**WORK TO COMPLETE:** Quote the full listing word for word.

**TASK INPUT:**
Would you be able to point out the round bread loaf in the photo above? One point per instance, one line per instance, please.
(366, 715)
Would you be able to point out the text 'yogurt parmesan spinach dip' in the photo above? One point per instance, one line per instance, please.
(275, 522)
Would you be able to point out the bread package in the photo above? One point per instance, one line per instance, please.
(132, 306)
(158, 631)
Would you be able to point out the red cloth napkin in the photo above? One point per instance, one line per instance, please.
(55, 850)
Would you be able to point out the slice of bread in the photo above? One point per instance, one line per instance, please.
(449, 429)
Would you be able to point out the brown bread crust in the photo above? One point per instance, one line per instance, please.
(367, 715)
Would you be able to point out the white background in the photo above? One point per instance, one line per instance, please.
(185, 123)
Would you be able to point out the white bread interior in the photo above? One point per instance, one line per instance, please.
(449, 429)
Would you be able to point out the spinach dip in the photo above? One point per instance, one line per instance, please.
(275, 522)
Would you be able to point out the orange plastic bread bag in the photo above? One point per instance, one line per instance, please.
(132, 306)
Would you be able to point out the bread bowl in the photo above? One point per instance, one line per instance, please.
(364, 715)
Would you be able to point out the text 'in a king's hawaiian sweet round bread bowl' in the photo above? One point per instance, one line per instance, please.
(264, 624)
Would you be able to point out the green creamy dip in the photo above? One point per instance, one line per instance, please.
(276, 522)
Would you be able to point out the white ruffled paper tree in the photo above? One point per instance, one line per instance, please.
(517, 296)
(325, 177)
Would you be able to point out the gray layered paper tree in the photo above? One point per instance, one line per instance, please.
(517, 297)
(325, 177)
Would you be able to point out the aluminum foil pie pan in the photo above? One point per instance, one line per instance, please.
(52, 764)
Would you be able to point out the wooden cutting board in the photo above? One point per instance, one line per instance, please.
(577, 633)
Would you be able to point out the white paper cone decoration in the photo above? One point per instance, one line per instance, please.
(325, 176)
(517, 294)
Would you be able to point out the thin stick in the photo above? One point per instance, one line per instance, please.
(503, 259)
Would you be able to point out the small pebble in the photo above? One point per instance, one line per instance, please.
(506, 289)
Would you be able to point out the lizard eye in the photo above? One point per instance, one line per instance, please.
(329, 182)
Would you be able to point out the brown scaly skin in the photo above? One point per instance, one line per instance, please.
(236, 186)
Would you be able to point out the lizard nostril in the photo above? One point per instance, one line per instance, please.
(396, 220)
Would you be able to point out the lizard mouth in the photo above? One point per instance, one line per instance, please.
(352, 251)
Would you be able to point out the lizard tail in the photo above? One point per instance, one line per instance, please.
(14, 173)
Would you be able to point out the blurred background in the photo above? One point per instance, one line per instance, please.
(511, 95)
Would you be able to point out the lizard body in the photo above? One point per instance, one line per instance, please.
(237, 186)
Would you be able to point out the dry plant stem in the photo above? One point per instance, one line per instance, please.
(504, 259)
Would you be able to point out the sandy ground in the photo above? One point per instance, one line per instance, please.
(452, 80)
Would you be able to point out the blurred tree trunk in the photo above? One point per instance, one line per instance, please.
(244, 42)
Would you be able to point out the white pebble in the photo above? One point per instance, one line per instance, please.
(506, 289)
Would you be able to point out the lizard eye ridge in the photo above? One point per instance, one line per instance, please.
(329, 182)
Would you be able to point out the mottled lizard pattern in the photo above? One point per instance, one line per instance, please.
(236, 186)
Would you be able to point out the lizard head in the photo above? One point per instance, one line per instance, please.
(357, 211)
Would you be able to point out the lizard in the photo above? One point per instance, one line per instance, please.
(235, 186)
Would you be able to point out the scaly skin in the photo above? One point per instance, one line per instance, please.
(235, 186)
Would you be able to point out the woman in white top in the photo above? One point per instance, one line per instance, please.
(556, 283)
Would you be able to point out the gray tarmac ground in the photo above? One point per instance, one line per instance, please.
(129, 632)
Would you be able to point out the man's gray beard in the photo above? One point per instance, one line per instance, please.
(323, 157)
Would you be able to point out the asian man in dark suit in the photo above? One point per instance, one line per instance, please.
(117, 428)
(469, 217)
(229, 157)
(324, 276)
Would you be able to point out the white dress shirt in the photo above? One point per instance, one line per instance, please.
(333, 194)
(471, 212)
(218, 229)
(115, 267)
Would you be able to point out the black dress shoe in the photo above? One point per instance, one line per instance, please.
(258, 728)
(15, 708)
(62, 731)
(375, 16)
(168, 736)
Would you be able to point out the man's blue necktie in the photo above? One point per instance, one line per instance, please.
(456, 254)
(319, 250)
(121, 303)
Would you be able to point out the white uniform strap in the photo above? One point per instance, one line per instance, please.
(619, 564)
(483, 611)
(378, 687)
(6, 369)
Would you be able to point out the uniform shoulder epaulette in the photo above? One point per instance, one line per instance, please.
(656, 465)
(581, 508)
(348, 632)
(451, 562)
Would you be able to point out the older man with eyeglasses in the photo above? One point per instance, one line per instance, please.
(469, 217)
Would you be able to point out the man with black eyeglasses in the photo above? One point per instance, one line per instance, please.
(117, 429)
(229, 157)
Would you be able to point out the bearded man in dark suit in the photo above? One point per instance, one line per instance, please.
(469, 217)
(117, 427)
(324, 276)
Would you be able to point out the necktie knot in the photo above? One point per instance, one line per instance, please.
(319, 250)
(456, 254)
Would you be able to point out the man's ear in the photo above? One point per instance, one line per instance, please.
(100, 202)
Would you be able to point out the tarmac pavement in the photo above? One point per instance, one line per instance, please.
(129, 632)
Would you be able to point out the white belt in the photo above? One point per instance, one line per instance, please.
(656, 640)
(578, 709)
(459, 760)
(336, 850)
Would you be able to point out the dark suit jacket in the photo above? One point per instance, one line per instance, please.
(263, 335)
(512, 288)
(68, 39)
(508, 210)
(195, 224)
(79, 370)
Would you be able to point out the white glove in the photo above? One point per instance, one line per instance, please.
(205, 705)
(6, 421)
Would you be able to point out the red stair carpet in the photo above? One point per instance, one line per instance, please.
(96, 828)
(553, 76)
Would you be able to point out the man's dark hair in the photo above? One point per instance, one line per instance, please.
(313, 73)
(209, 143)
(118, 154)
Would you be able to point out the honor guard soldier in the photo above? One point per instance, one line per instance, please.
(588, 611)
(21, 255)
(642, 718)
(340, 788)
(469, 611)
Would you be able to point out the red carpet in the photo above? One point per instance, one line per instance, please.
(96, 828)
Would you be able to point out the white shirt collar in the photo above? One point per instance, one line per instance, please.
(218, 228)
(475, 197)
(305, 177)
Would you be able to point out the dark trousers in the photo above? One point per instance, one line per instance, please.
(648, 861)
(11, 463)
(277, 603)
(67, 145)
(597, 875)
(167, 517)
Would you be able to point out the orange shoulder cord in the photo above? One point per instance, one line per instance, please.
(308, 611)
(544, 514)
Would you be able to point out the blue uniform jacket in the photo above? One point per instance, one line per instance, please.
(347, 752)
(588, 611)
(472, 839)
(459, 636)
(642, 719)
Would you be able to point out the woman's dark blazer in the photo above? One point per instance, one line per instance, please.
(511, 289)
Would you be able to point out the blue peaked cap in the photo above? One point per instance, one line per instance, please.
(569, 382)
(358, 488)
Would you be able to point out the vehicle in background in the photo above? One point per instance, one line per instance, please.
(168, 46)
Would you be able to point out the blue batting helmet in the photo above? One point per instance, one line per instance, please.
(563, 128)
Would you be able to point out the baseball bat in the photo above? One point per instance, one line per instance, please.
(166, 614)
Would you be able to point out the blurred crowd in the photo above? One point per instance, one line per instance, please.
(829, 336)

**RESPONSE TO THIS TASK:**
Would you be able to point out the round bread loaf in the photo above? One point per instance, one line per instance, please.
(366, 715)
Would you be able to point out the text 'yogurt parmesan spinach dip' in the photo above? One point per instance, one line per instance, please.
(275, 522)
Would you be able to point out the bread package in the photo above? One point per instance, one line per instance, please.
(132, 306)
(158, 631)
Would you be able to point out the red cloth napkin in the photo above? One point per instance, one line per instance, please.
(55, 850)
Would you be able to point out the slice of bread in the photo above? One point per instance, one line per instance, please.
(449, 429)
Would you be able to point out the brown bread crust in the photo above? One point per instance, one line per instance, please.
(367, 715)
Would you be able to point out the white background in the photo above? One point per instance, one line per instance, please.
(185, 123)
Would you be able to point out the white bread interior in the photo above? One point per instance, one line per instance, please.
(449, 429)
Would you be able to point out the spinach dip in the photo above? One point per instance, one line per instance, please.
(275, 522)
Would you be able to point out the orange plastic bread bag in the photo above? One point per instance, one line per instance, please.
(132, 306)
Would you be able to point out the bread bowl in the photo above? One point per instance, one line per instance, please.
(364, 715)
Would you be able to point out the text 'in a king's hawaiian sweet round bread bowl' in the photo above? One point per instance, one line per instance, please.
(264, 624)
Would you be able to point out the green creamy dip in the photo above? One point per instance, one line per instance, please.
(276, 522)
Would you be able to point out the white ruffled paper tree in the photo above? One point per instance, one line per instance, please.
(517, 296)
(325, 177)
Would you be able to point out the gray layered paper tree in the photo above? One point per instance, one line per instance, please.
(517, 297)
(325, 177)
Would you be able to point out the aluminum foil pie pan in the photo above? One point per instance, one line per instance, please.
(52, 764)
Would you be able to point out the wooden cutting board in the photo above? One point per instance, one line per instance, please.
(577, 633)
Would you be able to point out the white paper cone decoration in the photo above? One point per instance, one line per instance, please.
(325, 176)
(517, 294)
Would you be able to point out the thin stick in the photo above? One point per instance, one line per instance, please.
(503, 259)
Would you be able to point out the small pebble in the photo above? One point per instance, one line per instance, please.
(506, 289)
Would you be able to point out the lizard eye in the photo above? One point per instance, one line per instance, please.
(329, 182)
Would you be able to point out the brown scaly skin in the photo above? One point per instance, one line per instance, please.
(236, 186)
Would you be able to point out the lizard nostril in the photo above? One point per instance, one line per instance, please.
(396, 220)
Would you be able to point out the lizard mouth in the photo above? One point per instance, one line per instance, please.
(352, 251)
Would you be able to point out the lizard tail in the photo above? One point per instance, one line per instance, please.
(14, 173)
Would you be able to point out the blurred background in the photo above? One point per instance, one line per instance, please.
(511, 95)
Would you be able to point out the lizard body in the photo above? One point per instance, one line per instance, please.
(237, 186)
Would you be able to point out the dry plant stem in the photo above? One point per instance, one line per instance, please.
(504, 259)
Would you be able to point out the sandy ground in the photo above? One point per instance, one line per instance, please.
(452, 80)
Would you be able to point out the blurred tree trunk in the photo above? One point per instance, one line per instance, please.
(244, 42)
Would you be able to point out the white pebble in the photo above? One point per instance, one line per instance, please.
(506, 289)
Would you be able to point out the lizard eye ridge in the photo above? One point per instance, one line per instance, please.
(329, 182)
Would you be able to point out the mottled lizard pattern in the photo above? One point per instance, one line per instance, please.
(236, 186)
Would you be able to point out the lizard head in the photo above? One point per instance, one line per instance, please.
(357, 211)
Would you be able to point out the lizard in the photo above? One point per instance, one line per instance, please.
(235, 186)
Would you be able to point out the scaly skin in the photo above? One point per instance, one line per instance, please.
(235, 186)
Would you be able to point out the woman in white top in the photo above? One point per instance, one line per instance, please.
(556, 283)
Would you be able to point out the gray tarmac ground in the photo above? One point per instance, one line per instance, please.
(129, 632)
Would you be able to point out the man's gray beard in the photo above? One point per instance, one line per instance, please.
(323, 157)
Would you be able to point out the asian man in dark suit in the photo above? One point per instance, one line per instance, please.
(117, 428)
(469, 217)
(229, 157)
(324, 276)
Would you be able to point out the white dress shirt in the photo above? One point per instance, one line per instance, please.
(333, 194)
(471, 212)
(218, 229)
(115, 267)
Would you be able to point out the black dress shoe in the photo above? One point per instance, one line per instance, please.
(258, 728)
(15, 708)
(62, 731)
(375, 16)
(168, 736)
Would you be able to point out the man's blue necktie in the photo above? One point per instance, one line per instance, please.
(456, 254)
(319, 250)
(121, 303)
Would you be able to point out the white uniform strap in the photo above? One point per instance, one line per instance, please.
(619, 564)
(483, 611)
(378, 687)
(6, 369)
Would you be able to point out the uniform shoulder epaulette in the photo above? One point per instance, one line per instance, please.
(656, 465)
(581, 508)
(348, 632)
(451, 562)
Would you be able to point out the older man with eyeglasses in the photo above? One point per instance, one line per instance, please.
(469, 217)
Would you be able to point out the man with black eyeglasses in the photo above? One point per instance, one line per instance, please.
(117, 429)
(229, 157)
Would you be able to point out the bearded man in dark suit in the photo above? One point per instance, one line per instance, please.
(469, 217)
(117, 427)
(324, 276)
Would you be able to point out the necktie knot in the photo above? One point per instance, one line per instance, please.
(319, 250)
(456, 254)
Would you be able to point out the man's ear in the photo above? One point per instance, one line per instance, please.
(100, 202)
Would you be able to point out the tarmac pavement in the photo above? One point per instance, one line per instance, please.
(129, 632)
Would you be able to point out the white belt in the photo above? One point per instance, one line per instance, please.
(656, 640)
(578, 709)
(459, 760)
(336, 850)
Would you be able to point out the dark suit jacket in the photo above? One point per instance, one line per instance, please.
(263, 335)
(512, 288)
(68, 39)
(508, 210)
(195, 224)
(79, 370)
Would you be able to point out the white glove in the photo above? One point per instance, one line per instance, please.
(205, 705)
(6, 421)
Would you be able to point out the red stair carpet in the photo above? One point per instance, one line per instance, please.
(96, 828)
(553, 76)
Would you be able to point out the man's dark hair in the photo above? One point per instance, one line per instance, please.
(313, 73)
(209, 143)
(118, 154)
Would you be able to point out the honor guard soldier in the photo above? One point per instance, one line per instance, please.
(588, 611)
(21, 255)
(642, 718)
(340, 788)
(469, 611)
Would you be able to point out the red carpet in the photo above? One point per instance, one line per instance, please.
(96, 828)
Would you be able to point out the white shirt collar in the photo above? One point per instance, one line per instance, please.
(218, 228)
(475, 197)
(305, 177)
Would you be able to point out the dark trousers in the photo above? One point per instance, one line per instance, please.
(648, 861)
(11, 463)
(277, 603)
(67, 145)
(597, 875)
(167, 517)
Would you be able to point out the orange shoulder cord in the photo above? One point per instance, one line per instance, please.
(308, 611)
(544, 514)
Would you be able to point out the blue uniform jacket in the photo above? One point per instance, one line per instance, please.
(347, 752)
(588, 611)
(472, 839)
(459, 636)
(642, 719)
Would you be able to point out the woman's dark blazer in the photo above? One point per instance, one line per instance, please.
(511, 289)
Would you be able to point out the blue peaked cap in the photo above? One point per instance, one line per instance, please.
(569, 382)
(358, 488)
Would you be able to point out the vehicle in background in the photo above? One point per instance, one line per instance, please.
(168, 46)
Would you be able to point out the blue batting helmet in the photo above? One point per instance, one line per instance, please.
(563, 128)
Would you be able to point out the baseball bat in the photo above? One point per instance, one line per instance, please.
(166, 614)
Would you be able to point out the blurred crowd in the photo above? One point per instance, one line per instance, please.
(829, 336)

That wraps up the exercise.